| Instructions for the task |
Convert the lines of the records below, from the line with "like x=377 y=103." up to and including the line with "x=130 y=133", into a Markdown table with two columns, Number and Text. Give each line its own row with its row number, and leave out blank lines.

| The input |
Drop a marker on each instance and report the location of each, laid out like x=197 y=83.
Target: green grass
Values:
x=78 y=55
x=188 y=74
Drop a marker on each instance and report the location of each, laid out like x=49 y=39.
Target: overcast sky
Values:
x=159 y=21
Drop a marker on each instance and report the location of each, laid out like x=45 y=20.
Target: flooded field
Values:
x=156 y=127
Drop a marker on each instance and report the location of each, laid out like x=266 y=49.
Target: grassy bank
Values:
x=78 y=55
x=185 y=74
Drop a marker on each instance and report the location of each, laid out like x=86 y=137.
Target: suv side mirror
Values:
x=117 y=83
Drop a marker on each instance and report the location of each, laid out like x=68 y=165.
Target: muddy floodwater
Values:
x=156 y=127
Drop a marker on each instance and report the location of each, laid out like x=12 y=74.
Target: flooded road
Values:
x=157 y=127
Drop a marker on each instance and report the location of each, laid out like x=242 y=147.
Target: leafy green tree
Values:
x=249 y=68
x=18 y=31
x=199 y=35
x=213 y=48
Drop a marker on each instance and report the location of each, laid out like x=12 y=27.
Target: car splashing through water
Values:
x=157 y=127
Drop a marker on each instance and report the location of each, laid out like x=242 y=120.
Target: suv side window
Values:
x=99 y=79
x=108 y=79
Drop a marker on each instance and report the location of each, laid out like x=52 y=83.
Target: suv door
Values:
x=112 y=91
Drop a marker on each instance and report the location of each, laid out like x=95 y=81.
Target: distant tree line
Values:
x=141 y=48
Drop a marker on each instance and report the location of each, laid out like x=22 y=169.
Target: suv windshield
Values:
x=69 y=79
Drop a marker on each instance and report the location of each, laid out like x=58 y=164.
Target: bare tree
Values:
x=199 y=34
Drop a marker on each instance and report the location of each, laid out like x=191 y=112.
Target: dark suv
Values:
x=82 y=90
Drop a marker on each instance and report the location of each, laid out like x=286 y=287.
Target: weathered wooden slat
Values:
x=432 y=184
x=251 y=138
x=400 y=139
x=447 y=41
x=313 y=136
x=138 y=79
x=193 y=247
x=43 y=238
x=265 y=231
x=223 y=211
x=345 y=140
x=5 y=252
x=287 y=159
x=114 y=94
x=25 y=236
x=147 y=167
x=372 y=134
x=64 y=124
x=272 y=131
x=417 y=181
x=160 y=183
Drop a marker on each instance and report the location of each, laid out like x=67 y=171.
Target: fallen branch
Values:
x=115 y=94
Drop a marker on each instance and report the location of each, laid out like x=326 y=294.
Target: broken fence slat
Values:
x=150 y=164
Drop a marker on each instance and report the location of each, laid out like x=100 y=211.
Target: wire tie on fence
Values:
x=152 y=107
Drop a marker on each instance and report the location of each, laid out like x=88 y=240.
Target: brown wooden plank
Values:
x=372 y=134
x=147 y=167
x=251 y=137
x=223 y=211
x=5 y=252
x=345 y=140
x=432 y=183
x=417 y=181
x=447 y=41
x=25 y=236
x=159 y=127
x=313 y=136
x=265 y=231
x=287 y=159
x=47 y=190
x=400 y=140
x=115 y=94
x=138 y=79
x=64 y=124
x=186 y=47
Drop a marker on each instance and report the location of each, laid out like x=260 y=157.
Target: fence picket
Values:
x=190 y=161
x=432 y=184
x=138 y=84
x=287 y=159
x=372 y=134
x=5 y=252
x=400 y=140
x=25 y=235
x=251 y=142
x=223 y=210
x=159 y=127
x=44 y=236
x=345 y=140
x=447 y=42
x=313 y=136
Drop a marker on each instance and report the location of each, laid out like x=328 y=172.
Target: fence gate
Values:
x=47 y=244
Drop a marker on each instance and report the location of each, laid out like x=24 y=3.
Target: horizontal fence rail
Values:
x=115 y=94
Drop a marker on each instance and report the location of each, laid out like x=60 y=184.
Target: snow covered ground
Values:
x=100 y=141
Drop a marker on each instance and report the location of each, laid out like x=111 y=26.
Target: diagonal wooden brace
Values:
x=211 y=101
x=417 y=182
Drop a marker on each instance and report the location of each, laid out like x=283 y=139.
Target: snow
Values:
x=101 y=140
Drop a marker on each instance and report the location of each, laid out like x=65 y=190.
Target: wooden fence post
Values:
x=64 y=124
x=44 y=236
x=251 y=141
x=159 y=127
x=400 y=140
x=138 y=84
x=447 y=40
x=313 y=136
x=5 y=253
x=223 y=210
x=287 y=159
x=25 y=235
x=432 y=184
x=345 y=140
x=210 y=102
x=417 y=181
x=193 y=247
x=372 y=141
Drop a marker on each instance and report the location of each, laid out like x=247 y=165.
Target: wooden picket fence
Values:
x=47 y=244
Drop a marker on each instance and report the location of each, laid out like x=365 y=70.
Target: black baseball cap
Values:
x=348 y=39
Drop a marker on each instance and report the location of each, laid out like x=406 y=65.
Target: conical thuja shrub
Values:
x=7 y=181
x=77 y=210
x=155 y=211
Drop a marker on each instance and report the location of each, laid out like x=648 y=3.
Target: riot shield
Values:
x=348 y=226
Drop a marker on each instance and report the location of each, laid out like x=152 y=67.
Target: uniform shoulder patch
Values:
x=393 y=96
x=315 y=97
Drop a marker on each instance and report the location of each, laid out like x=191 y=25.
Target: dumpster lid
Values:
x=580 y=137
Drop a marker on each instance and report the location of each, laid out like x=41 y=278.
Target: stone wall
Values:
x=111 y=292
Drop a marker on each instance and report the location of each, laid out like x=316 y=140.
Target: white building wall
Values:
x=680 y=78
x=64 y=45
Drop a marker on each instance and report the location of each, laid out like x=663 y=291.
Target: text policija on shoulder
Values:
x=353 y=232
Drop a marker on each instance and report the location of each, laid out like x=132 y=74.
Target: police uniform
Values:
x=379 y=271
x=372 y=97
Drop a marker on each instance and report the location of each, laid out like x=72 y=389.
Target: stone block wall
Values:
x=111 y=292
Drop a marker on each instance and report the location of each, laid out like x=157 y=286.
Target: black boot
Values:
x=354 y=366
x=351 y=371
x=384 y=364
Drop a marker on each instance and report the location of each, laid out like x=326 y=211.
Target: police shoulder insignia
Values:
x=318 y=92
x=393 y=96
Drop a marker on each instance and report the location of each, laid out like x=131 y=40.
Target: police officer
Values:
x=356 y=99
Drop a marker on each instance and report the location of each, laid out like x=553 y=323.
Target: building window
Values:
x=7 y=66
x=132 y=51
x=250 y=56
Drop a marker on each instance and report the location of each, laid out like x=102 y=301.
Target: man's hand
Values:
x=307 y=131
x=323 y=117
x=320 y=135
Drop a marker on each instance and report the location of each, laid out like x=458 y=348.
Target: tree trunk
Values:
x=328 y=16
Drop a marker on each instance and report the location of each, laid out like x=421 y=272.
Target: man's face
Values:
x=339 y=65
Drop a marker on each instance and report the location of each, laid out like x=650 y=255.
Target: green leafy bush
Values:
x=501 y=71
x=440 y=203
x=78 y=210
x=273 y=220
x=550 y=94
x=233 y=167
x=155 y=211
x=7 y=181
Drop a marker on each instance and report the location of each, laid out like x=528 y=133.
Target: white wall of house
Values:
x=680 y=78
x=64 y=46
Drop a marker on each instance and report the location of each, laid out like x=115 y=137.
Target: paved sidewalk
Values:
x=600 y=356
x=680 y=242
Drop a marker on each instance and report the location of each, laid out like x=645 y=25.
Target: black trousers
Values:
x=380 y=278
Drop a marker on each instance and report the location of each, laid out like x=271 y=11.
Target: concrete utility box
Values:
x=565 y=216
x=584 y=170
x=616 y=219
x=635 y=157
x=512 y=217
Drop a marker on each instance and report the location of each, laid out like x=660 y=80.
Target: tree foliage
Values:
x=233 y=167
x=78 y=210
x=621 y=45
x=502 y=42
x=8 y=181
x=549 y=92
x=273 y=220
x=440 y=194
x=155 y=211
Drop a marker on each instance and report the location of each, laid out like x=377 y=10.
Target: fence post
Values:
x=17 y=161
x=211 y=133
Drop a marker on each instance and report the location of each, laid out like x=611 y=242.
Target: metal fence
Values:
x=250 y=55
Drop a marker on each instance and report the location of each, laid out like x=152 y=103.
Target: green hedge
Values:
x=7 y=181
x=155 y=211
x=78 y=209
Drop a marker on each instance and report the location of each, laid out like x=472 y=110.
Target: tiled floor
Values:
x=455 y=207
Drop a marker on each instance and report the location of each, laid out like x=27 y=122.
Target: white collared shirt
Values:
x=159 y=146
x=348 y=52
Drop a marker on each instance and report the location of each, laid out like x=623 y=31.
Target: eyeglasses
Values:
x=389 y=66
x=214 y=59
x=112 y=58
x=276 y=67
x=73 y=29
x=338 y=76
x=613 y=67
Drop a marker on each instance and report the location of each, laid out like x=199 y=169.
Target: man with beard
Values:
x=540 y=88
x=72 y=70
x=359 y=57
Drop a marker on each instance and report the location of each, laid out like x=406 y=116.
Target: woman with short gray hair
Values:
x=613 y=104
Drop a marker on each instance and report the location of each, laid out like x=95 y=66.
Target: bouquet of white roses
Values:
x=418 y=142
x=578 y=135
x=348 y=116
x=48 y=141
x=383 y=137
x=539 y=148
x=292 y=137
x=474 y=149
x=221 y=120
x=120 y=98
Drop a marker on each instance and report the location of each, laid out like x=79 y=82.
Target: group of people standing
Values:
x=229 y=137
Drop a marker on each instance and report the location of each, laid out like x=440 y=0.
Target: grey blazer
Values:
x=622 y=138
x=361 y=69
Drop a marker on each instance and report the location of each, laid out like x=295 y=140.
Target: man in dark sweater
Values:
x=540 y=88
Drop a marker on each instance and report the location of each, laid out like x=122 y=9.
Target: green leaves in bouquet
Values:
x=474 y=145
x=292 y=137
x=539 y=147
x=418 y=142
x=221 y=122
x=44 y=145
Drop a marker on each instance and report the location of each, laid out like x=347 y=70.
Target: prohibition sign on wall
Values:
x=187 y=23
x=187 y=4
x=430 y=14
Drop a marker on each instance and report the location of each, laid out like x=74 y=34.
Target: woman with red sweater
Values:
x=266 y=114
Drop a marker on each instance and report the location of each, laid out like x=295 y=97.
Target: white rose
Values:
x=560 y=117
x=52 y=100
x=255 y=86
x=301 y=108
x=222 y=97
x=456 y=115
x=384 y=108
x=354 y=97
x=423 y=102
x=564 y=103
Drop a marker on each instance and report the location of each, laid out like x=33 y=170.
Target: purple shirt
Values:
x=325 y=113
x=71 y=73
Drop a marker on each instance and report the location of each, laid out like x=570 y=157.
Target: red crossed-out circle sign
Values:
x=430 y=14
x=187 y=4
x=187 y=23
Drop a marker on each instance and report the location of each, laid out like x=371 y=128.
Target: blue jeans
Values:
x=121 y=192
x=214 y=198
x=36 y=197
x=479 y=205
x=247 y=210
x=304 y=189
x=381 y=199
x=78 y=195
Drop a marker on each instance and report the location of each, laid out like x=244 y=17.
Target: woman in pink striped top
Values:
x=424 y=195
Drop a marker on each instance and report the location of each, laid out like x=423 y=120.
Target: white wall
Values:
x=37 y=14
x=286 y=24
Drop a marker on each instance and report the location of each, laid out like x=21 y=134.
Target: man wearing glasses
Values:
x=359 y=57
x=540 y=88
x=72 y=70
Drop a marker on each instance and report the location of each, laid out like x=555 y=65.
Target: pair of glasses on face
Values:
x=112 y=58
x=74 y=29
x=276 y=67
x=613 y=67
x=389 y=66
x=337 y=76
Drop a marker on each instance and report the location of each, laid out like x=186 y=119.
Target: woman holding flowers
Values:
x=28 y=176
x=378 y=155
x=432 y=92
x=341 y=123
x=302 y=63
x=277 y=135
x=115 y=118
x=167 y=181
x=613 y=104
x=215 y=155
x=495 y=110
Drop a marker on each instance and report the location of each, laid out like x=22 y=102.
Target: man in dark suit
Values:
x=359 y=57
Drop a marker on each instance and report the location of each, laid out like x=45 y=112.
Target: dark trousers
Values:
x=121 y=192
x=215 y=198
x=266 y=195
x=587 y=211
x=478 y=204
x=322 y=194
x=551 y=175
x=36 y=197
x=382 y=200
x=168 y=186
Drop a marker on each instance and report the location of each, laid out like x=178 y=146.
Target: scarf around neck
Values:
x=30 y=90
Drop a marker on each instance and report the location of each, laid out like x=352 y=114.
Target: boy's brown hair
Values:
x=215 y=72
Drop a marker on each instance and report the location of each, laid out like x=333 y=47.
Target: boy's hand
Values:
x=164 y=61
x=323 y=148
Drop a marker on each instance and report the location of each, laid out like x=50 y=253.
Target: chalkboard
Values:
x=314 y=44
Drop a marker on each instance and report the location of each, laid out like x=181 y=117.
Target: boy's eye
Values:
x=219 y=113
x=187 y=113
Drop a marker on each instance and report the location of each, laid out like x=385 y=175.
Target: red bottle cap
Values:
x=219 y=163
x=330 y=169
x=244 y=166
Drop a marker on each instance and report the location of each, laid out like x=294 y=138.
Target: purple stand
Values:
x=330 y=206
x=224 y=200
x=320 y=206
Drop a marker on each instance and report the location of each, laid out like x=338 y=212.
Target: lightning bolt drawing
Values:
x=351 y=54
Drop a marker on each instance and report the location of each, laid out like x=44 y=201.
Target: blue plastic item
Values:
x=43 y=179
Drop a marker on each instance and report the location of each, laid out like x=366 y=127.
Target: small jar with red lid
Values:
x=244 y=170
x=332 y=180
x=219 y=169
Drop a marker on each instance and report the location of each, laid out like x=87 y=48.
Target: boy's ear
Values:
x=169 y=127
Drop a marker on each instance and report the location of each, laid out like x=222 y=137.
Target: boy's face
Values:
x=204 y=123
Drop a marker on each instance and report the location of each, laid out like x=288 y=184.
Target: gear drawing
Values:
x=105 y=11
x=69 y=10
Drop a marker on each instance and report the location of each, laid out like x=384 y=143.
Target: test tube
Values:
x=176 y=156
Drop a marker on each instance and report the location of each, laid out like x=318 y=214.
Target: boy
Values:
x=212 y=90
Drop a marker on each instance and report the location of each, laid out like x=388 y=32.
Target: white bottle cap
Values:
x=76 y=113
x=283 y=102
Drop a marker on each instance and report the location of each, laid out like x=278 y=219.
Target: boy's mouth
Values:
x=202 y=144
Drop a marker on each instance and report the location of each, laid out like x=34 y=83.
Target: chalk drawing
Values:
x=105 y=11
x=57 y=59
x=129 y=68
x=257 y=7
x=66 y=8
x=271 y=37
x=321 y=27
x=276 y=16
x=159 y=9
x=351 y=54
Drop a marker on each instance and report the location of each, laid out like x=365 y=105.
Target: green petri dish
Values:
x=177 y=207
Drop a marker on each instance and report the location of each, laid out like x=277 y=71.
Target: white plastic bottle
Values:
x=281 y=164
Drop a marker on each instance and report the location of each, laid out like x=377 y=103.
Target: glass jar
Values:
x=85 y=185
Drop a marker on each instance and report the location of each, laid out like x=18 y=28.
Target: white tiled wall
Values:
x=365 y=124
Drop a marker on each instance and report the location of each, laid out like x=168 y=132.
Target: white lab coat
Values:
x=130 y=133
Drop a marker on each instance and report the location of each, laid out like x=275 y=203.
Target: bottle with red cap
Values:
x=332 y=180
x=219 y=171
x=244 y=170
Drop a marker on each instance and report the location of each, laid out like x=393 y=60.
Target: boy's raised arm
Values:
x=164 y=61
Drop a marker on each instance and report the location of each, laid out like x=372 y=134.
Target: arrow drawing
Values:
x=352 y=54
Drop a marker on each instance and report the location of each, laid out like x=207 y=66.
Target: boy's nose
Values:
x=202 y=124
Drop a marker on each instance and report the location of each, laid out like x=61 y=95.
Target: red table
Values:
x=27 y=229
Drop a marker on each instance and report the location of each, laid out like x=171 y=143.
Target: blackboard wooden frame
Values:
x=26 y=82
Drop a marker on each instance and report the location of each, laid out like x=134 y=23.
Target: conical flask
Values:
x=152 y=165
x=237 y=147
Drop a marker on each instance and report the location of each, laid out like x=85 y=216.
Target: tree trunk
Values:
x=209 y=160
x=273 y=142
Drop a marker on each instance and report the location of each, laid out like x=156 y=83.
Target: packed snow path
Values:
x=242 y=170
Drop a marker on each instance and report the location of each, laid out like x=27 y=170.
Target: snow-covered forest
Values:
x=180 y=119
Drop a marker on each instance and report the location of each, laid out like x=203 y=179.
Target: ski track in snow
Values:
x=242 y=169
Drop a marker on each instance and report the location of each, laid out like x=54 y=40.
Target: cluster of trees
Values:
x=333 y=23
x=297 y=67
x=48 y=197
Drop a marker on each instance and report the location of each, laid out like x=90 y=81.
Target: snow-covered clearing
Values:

| Task solution |
| Number | Text |
|---|---|
| 1 | Drop a marker on each instance and report the location of each, laid out like x=377 y=103. |
| 2 | Target: glass jar |
| 3 | Values: |
| 4 | x=85 y=185 |
| 5 | Drop a marker on each instance and report the location of each, laid out like x=18 y=28. |
| 6 | Target: white tiled wall |
| 7 | Values: |
| 8 | x=365 y=124 |
| 9 | Drop a marker on each instance and report the location of each, laid out like x=168 y=132. |
| 10 | Target: white lab coat |
| 11 | Values: |
| 12 | x=130 y=133 |